Um dos primeiros choques culturais dos brasileiros é constatar que até no verão suíço pode fazer mais frio que o pior dos invernos brasileiros. A imensa quantidade de shorts e camisetas, por exemplo, não terá mais serventia. Outro desafio é saber usar e combinar as peças de inverno e montar, dentro desse novo cenário, um guarda-roupa que aqueça e promova autoestima. Para homens, essa questão é mais fácil, já que as peças são básicas e praticamente iguais no mundo inteiro.

Para as mulheres não. Entre vários exemplos de inseguranças e insatisfações, muitas brasileiras reclamam que se cansam de usar roupas de tons escuros e fechados e sentem falta de cores mais comuns em países tropicais. O antropólogo Edward Hall explica essas diferenças categorizando nações em conceitos como policromático e monocromático, do inglês Polychronic e Monochronic. Países mais frios, onde o cinza é constante e os cidadãos são guiados pelo trabalho árduo e pontualidade extrema, pertencem à categoria monocromática. A Suíça está obviamente inserida nesse grupo.

Imigrar significa repaginação

A psicologia da imigração explica que todo imigrante precisa passar pela reconstrução de seu eu e se reinventar. E esse período de reinvenção é árduo, com perda de referências pessoais e reelaboração de valores próprios. De acordo com a estilista pessoal e consultora de imagem Tsitaliya Mircheva-Petrova, a reelaboração do estilo faz parte desse processo. “Funciona como uma repaginação. Se você fosse uma marca, teria certamente que adaptar sua logo a essa nova realidade”, explica Tsitaliya, que também escreve no blog Mums in Heels sobre moda e estilo de vida para mães na Suíça.

A consultora de moda e estilo Renata Ajonas diz que a roupa precisa ter a identidade do dono. “Se você não está vestido de você mesmo, ou seja, usando uma peça que não combine com o seu eu, vai se sentir insegura” explica Renata, que é brasileira e já morou na Noruega e vivenciou a realidade de imigrante. A estilista de Moda Kathy Patellis-Schmidt afirma que estilo tem a ver com quem você é e tem que vir de dentro, externalizando o bem estar. Kathy é canadense e mora na Suíça.

━━━━━━━━━━━━━━━━

DESAFIOS —
A – As afirmações a seguir estão de acordo com o texto sobre imigração e estilo? Responda sim ou não a cada uma e cite entre aspas as palavras do texto que decidem a resposta.
(i) Renata Ajonas já viveu na Noruega.
(ii) Kathy Patellis-Schmidt é brasileira.
(iii) Para os homens, montar o guarda-roupa de inverno é mais difícil.
B – Reproduza fielmente um trecho do texto sobre imigração e estilo: comece nas palavras que contêm "A consultora de" e pare depois de "mora na Suíça.".
C – Responda com base no texto sobre imigração e estilo:
(i) Que antropólogo classifica as nações com conceitos como policromático e monocromático?
(ii) Em que blog Tsitaliya Mircheva-Petrova escreve?
(iii) Do que muitas brasileiras sentem falta?

ENTRADAS APRESENTADAS —

━━━━━━━━━━━━━━━━

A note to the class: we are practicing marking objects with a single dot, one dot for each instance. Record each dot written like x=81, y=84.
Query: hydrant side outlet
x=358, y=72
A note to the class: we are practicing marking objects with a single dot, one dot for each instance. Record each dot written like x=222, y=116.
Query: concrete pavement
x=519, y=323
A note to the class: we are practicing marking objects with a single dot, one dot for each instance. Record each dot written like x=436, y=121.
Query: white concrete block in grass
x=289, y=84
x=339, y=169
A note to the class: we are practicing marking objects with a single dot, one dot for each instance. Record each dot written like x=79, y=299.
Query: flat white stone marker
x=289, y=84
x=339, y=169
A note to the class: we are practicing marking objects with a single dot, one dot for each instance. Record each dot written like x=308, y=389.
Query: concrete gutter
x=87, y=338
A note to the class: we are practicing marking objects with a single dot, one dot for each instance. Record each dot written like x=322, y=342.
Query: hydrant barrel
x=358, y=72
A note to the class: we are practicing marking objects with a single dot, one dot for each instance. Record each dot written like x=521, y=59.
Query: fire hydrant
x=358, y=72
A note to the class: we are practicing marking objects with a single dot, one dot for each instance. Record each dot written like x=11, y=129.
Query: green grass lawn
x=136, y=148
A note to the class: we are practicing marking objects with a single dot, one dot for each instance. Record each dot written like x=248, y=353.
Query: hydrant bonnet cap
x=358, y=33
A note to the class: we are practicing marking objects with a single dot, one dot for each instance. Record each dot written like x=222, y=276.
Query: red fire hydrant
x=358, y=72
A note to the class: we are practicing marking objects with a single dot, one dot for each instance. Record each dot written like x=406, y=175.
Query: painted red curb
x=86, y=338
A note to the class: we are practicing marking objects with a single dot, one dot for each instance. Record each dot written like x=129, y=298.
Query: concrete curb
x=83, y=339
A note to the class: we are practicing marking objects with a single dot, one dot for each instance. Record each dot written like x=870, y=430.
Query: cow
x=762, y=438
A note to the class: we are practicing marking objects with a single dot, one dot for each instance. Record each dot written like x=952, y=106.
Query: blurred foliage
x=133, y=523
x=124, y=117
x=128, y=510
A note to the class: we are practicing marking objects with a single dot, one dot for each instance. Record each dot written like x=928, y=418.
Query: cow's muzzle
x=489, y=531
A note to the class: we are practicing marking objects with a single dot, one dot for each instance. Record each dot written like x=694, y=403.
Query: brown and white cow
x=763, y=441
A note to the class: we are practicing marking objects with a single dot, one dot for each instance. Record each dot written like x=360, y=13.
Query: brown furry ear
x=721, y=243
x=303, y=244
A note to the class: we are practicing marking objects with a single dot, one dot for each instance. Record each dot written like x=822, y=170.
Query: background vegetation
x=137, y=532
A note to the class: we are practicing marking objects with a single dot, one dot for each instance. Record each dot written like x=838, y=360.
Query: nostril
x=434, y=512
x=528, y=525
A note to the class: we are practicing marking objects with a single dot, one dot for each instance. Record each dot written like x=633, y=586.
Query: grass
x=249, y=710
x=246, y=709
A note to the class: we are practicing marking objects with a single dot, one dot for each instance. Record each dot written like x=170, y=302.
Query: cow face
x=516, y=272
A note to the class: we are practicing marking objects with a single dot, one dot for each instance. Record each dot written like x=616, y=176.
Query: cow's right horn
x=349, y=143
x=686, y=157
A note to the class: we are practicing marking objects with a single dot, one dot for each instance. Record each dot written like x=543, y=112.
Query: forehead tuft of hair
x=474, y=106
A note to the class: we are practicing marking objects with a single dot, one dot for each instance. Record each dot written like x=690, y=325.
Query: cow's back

━━━━━━━━━━━━━━━━

SOLUÇÕES DOS PROBLEMAS —
A –
(i) Sim: "já morou na Noruega".
(ii) Não: "Kathy é canadense e mora na Suíça".
(iii) Não: "Para homens, essa questão é mais fácil".

B –
A consultora de moda e estilo Renata Ajonas diz que a roupa precisa ter a identidade do dono. “Se você não está vestido de você mesmo, ou seja, usando uma peça que não combine com o seu eu, vai se sentir insegura” explica Renata, que é brasileira e já morou na Noruega e vivenciou a realidade de imigrante. A estilista de Moda Kathy Patellis-Schmidt afirma que estilo tem a ver com quem você é e tem que vir de dentro, externalizando o bem estar. Kathy é canadense e mora na Suíça.

C –
(i) Edward Hall.
(ii) Mums in Heels.
(iii) De cores mais comuns em países tropicais.